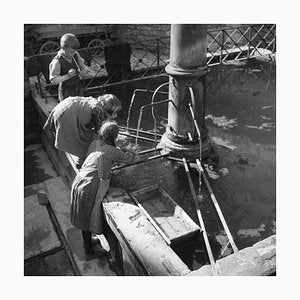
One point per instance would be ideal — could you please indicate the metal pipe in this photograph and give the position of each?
(215, 202)
(209, 251)
(141, 161)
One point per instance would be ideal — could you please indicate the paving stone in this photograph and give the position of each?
(39, 233)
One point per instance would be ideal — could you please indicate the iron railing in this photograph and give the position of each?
(148, 58)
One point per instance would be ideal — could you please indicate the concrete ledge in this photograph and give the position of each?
(258, 260)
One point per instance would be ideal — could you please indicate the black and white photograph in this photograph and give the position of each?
(150, 149)
(157, 153)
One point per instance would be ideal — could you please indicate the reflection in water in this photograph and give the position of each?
(241, 119)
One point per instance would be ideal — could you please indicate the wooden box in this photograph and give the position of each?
(165, 214)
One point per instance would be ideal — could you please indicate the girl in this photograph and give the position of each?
(92, 183)
(76, 120)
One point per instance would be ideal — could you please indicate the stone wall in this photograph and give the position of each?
(32, 129)
(141, 35)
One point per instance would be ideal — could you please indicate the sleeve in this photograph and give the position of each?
(118, 155)
(49, 124)
(54, 69)
(81, 61)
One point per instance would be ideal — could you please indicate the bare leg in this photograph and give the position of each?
(115, 249)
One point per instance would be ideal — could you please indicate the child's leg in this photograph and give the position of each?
(114, 245)
(87, 242)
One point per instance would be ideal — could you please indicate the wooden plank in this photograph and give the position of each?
(144, 242)
(258, 260)
(39, 233)
(166, 214)
(59, 197)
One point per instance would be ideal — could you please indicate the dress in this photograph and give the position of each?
(91, 184)
(71, 121)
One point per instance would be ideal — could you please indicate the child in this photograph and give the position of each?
(92, 183)
(67, 68)
(76, 120)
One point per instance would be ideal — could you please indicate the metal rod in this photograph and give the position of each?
(141, 161)
(141, 113)
(215, 202)
(152, 108)
(140, 131)
(149, 151)
(197, 129)
(209, 251)
(134, 136)
(164, 236)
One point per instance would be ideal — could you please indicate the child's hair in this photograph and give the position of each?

-------

EXERCISE — Only the pictures should be left out; write out everything else in the records exactly.

REPLY TO THE EXERCISE —
One point per instance would be ideal — could you please indicate the metal pipe in this photograph and give the position of each?
(215, 202)
(209, 251)
(141, 161)
One point per instance would be ideal — could you please indicate the paving stone in this photograph and give the position of each?
(39, 233)
One point per instance would be ideal — could you please indicate the iron railing in this photograph and give the position of each?
(148, 58)
One point per instance would be ideal — could you please indicate the concrete ledge in this photograph and give the position of each?
(258, 260)
One point per instance would be ideal — could you please indicate the black and white photograph in this photograph and give the position of each?
(150, 149)
(157, 153)
One point per instance would be ideal — could you please indicate the reflection in water in this photograph and give the position of each?
(241, 119)
One point per instance would be ideal — could you please indicate the wooden box in this photograph and give the position of each?
(165, 214)
One point per instance would be ideal — could you please indicate the girl in this photograph and give the position of each?
(92, 183)
(76, 120)
One point per instance would be ideal — could you please indicate the stone wall in this photograph and give the position of each?
(32, 129)
(141, 35)
One point per instance would be ideal — could you please indicate the sleeve in this photograph and give the position of each?
(118, 155)
(49, 124)
(54, 69)
(81, 61)
One point per instance would be ideal — could you please indicate the bare leg in this photograph and give the position of each?
(115, 249)
One point per instance would be ideal — could you please indicate the child's leg in this photograph and give the position of each?
(114, 245)
(87, 242)
One point per instance would be ideal — could you please indicate the wooden plank in this photograph and give the position of each?
(144, 242)
(258, 260)
(39, 233)
(166, 214)
(59, 197)
One point per instance would be ideal — could you please indicate the dress in this photograph and give the position of each?
(91, 184)
(71, 121)
One point per instance would be ideal — could you please indicate the child in this photograph and give the position of each?
(92, 183)
(67, 68)
(76, 120)
One point per instance would be ideal — could you please indicate the metal rod in this photograph and give the position of each?
(141, 161)
(141, 113)
(215, 202)
(152, 108)
(140, 131)
(149, 151)
(197, 129)
(209, 251)
(134, 136)
(164, 236)
One point per instance would be ideal — could you please indicate the child's hair in this photograph and give the position of each?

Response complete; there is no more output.